_Problem to work on:_ Please copy every line of the material below without any changes, leaving out the pictures.

Records
## BEGIN

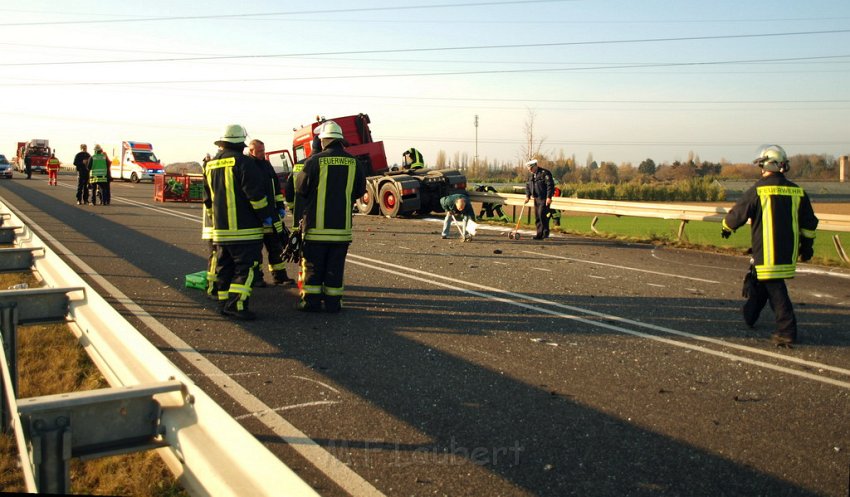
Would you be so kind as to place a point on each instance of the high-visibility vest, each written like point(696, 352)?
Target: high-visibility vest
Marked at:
point(99, 168)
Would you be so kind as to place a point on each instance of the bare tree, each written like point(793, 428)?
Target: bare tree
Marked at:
point(533, 144)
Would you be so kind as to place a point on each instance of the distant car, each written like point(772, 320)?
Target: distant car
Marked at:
point(5, 167)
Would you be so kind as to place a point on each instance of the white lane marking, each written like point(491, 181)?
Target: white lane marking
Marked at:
point(455, 285)
point(332, 467)
point(627, 268)
point(260, 414)
point(332, 389)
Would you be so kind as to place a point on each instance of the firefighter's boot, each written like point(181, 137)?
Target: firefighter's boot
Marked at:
point(281, 278)
point(237, 308)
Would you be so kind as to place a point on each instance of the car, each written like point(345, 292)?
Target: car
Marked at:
point(5, 167)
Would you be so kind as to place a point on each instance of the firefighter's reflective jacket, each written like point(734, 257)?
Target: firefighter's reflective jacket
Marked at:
point(328, 185)
point(781, 214)
point(99, 168)
point(235, 190)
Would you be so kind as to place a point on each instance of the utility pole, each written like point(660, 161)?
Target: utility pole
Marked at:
point(476, 142)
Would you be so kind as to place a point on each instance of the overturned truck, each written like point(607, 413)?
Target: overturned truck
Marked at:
point(390, 193)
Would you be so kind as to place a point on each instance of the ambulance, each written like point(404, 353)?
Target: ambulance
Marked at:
point(136, 162)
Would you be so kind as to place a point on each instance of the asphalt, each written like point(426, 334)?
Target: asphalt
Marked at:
point(570, 366)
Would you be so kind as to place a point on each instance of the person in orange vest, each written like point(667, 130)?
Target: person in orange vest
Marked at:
point(52, 169)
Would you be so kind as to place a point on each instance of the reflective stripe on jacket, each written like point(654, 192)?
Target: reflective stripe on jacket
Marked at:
point(236, 193)
point(329, 184)
point(780, 212)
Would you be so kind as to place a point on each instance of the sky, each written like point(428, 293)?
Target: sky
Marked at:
point(607, 80)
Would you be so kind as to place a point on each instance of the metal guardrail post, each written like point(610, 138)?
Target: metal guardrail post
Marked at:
point(9, 331)
point(90, 424)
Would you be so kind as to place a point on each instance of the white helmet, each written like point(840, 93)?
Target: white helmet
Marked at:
point(233, 133)
point(772, 158)
point(331, 130)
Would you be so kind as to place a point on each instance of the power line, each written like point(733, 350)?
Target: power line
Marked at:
point(321, 11)
point(408, 75)
point(442, 49)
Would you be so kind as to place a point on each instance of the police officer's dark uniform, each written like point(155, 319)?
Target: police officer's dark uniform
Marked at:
point(328, 186)
point(272, 234)
point(99, 176)
point(81, 163)
point(783, 228)
point(235, 190)
point(541, 187)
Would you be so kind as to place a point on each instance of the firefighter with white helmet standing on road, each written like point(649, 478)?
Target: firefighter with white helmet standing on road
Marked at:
point(329, 184)
point(236, 193)
point(783, 228)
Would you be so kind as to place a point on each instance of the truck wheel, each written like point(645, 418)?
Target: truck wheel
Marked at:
point(390, 200)
point(367, 204)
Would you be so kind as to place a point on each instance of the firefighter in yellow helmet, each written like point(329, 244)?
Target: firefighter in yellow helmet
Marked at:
point(412, 159)
point(783, 229)
point(328, 185)
point(235, 190)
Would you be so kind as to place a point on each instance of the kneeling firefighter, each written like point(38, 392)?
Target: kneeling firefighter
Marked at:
point(236, 193)
point(328, 185)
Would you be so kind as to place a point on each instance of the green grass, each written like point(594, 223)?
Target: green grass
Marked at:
point(700, 234)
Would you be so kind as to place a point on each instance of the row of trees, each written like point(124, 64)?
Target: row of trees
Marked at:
point(567, 170)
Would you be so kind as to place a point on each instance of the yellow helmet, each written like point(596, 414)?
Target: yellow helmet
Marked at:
point(772, 158)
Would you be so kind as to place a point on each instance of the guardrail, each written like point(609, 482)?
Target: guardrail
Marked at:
point(209, 452)
point(679, 212)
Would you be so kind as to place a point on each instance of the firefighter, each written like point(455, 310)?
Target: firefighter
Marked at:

## END

_Problem solution:_
Would you be so kind as to place a point on each instance of the high-visibility vest, each written like point(696, 352)?
Target: high-visibility vest
Marked at:
point(99, 168)
Would you be so kind as to place a point on each instance of the bare tree, each written like point(793, 428)?
Target: bare tree
Marked at:
point(533, 144)
Would you be so kind as to place a point on each instance of the distant car, each written like point(772, 320)?
Target: distant car
Marked at:
point(5, 167)
Would you be so kind as to place a point on each instance of the white lane marking, each written like point(491, 181)?
Target: white lane marking
Marked at:
point(455, 285)
point(332, 467)
point(627, 268)
point(260, 414)
point(332, 389)
Would you be so kind as to place a point on each instance of the firefighter's boot, each written like point(181, 137)?
Target: firefighter's boot
Marked at:
point(281, 278)
point(237, 308)
Would you be so kind as to place a point on each instance of the car, each written like point(345, 292)?
Target: car
Marked at:
point(5, 167)
Would you be so kind as to place a point on each instance of the firefighter's reflective jacket, each written like point(734, 257)?
Target: firefighter's reflective jacket
Marked at:
point(328, 185)
point(781, 214)
point(99, 168)
point(235, 190)
Would you be so kind as to place a point on each instance of the utility pole, each written like point(660, 161)?
Target: utility pole
Marked at:
point(476, 142)
Would you be so kind as to place a point on each instance of the overturned truck, each written like point(607, 413)?
Target: overturned truck
Marked at:
point(390, 193)
Would you be so kind as to place a point on each instance of the ambulance, each written like point(404, 353)?
Target: ambulance
Marked at:
point(136, 162)
Would you be so kind as to place a point on each instance of the asphalt, each written like point(426, 334)?
Target: asphalt
Marked at:
point(570, 366)
Would you be so kind as to place a point on each instance of the person in orange vest, each written like point(667, 130)?
Target: person in orange vest
Marked at:
point(52, 169)
Would you be so kind as to place a point on each instance of the reflective stripe on jacket, each written like point(654, 192)?
Target: reflective stripe on jacket
Marked at:
point(236, 193)
point(329, 184)
point(780, 212)
Would you be so kind as to place a point on each instance of the sky, each written like point(428, 293)?
Target: sky
Marked at:
point(607, 80)
Would you be so kind as to place a point on each instance of the metal guardrail post, each written like point(610, 138)?
Target: metal guardrail post
Marked at:
point(9, 331)
point(90, 424)
Would you be so kind as to place a point on each instance of the white helmet, each written like point(840, 93)?
Target: white helmet
Marked at:
point(233, 133)
point(772, 158)
point(331, 130)
Would you be so kind as to place a point on each instance of the power line, each written like point(733, 350)?
Target: power line
Marked at:
point(321, 11)
point(408, 75)
point(442, 49)
Would you be so kind as to place a point on each instance of the police officer's dark uniform, each written like point(155, 319)?
Target: police officer's dark uniform
Marked at:
point(328, 186)
point(272, 234)
point(99, 176)
point(81, 163)
point(783, 228)
point(235, 190)
point(541, 187)
Would you be so kind as to place a point on each instance of the firefighter with white helmet standing on road, each written like point(649, 478)?
Target: firefighter with white helmet standing on road
Marked at:
point(329, 184)
point(236, 193)
point(783, 228)
Would you be so kind as to place a point on each instance of the truck wheel, each written like point(645, 418)?
Target: truck wheel
Marked at:
point(390, 200)
point(367, 204)
Would you be so kind as to place a point on each instance of the firefighter in yellow helmet, each written like point(329, 244)?
Target: firefighter in yellow helmet
Marked at:
point(412, 159)
point(783, 229)
point(328, 185)
point(235, 190)
Would you be so kind as to place a point on each instance of the kneeling firefighter, each written like point(38, 392)?
Target: kneeling firefighter
Marked at:
point(236, 193)
point(328, 185)
Would you be so kind as to place a point on each instance of the green grass, each written like point(594, 223)?
Target: green grass
Marked at:
point(700, 234)
Would you be so kind as to place a point on each instance of the row of trees, each written like point(124, 64)?
Target: row of trees
Marked at:
point(567, 170)
Would you be so kind as to place a point on each instance of the yellow helmet, each written like point(596, 414)?
Target: yellow helmet
Marked at:
point(772, 158)
Would you be so kind as to place a point on each instance of the guardrail, each written like point(609, 482)?
Target: guardrail
Marked at:
point(209, 452)
point(679, 212)
Would you be so kind as to place a point on each instance of the firefighter, each written like point(455, 310)?
Target: firefighter
Marked at:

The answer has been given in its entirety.